▶ _ARTICLE_:
□ □ □ □ □ □ □

All the world’s a trade

Beata Caranci, chief economist, TD Bank

With U.S.-imposed tariffs a moving target, trade diversion and the search for new markets have dominated the mindset of exporters around the world. This will evolve even more in 2026. In a short period, China’s most tech-exposed exports have found new homes with the country’s Asian trading partners, while its total exports hit a record high in November, with broad gains across continents and countries.

Canadian businesses are also succeeding in rotating their export markets faster than many analysts expected. Tapping into 27 trading partners, Canadian firms have recovered nearly $11-billion of the $18.5-billion loss to the United States. However, the nature of trade has shifted, leaving industries in the winner and loser column. About one-third of the gain stems from oil exports, with the next biggest gain in jet engines and aircraft. In contrast, the steel, aluminum, auto and lumber industries are hard hit due to crippling U.S. Section 232 tariffs running as high as 50 per cent. These industries suffered a net loss of $8.8-billion relative to 2024. This is the nature of the structural rotation that’s under way in Canada. And it’s why Bank of Canada Governor Tiff Macklem drives home the distinction between cyclical and structural shifts in the economy, and the limitation that the singular tool of lower interest rates faces in solving all that ails Canada.

□ □ □ □ □ □ □

[Region annotation items]
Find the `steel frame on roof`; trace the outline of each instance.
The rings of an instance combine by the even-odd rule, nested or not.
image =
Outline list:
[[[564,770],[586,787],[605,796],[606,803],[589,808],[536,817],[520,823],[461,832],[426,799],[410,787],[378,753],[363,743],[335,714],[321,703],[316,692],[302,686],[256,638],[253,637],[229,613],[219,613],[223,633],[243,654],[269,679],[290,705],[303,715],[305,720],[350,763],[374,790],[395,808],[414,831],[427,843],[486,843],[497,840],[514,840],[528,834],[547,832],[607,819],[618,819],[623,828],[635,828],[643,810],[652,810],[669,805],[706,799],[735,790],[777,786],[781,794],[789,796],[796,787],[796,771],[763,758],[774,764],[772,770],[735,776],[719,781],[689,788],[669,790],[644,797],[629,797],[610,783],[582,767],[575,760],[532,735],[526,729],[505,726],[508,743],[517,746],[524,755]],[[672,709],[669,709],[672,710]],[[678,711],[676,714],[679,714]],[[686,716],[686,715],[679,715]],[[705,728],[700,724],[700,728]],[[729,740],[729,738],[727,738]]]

□ □ □ □ □ □ □

▶ _PROMPT A_:
According to the trade article, how much of the $18.5-billion loss to the United States have Canadian firms recovered?
▶ _PROMPT B_:
Rewrite the trade article starting with "All the world’s" and going on through "continents and countries.", putting "producers" in place of "exporters".
▶ _PROMPT C_:
Why, according to the trade article, have the steel, aluminum, auto and lumber industries been hard hit?

▶ _PROBLEM SOLUTION A_:
Nearly $11-billion.

▶ _PROBLEM SOLUTION B_:
All the world’s a trade

Beata Caranci, chief economist, TD Bank

With U.S.-imposed tariffs a moving target, trade diversion and the search for new markets have dominated the mindset of producers around the world. This will evolve even more in 2026. In a short period, China’s most tech-exposed exports have found new homes with the country’s Asian trading partners, while its total exports hit a record high in November, with broad gains across continents and countries.

▶ _PROBLEM SOLUTION C_:
They have been hard hit by crippling U.S. Section 232 tariffs that run as high as 50 per cent.